§ Problem to work on
Only a number is wanted here: how many lines in the records below contain the string "canopy".

§ Data shown

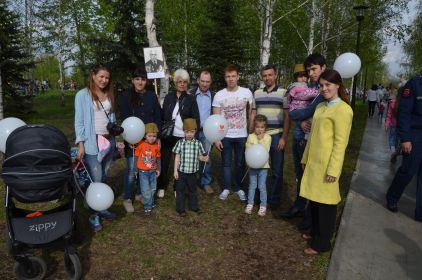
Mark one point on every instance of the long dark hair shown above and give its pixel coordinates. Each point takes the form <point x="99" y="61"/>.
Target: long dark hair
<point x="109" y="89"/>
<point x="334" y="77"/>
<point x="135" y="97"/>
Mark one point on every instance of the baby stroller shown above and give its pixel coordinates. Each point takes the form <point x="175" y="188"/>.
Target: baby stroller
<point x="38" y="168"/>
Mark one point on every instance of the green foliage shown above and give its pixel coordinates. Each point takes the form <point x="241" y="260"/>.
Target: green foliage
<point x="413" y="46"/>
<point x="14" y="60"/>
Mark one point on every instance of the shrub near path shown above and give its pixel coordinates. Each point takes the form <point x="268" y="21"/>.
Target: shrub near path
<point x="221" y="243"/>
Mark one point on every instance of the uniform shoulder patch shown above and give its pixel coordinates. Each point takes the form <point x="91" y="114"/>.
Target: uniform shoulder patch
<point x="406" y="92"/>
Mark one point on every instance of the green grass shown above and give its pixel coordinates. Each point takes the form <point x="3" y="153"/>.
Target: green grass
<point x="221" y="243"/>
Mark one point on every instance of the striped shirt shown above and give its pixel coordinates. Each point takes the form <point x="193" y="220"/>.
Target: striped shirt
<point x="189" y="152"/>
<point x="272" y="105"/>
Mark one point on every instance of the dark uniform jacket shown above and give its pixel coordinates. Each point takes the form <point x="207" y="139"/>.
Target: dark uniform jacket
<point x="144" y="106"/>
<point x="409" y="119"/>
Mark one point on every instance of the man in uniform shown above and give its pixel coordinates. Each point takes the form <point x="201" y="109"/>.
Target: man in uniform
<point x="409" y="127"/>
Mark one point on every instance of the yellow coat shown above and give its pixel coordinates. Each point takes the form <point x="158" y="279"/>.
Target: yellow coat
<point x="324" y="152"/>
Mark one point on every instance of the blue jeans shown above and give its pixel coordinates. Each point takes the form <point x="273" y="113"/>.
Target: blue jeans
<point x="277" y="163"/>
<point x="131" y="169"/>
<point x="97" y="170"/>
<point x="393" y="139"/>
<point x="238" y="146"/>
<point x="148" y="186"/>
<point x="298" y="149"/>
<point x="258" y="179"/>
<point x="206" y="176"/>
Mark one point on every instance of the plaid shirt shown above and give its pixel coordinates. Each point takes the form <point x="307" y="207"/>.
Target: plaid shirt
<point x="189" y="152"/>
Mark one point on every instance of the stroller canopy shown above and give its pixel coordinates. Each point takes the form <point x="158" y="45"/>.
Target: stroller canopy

§ Written answer
2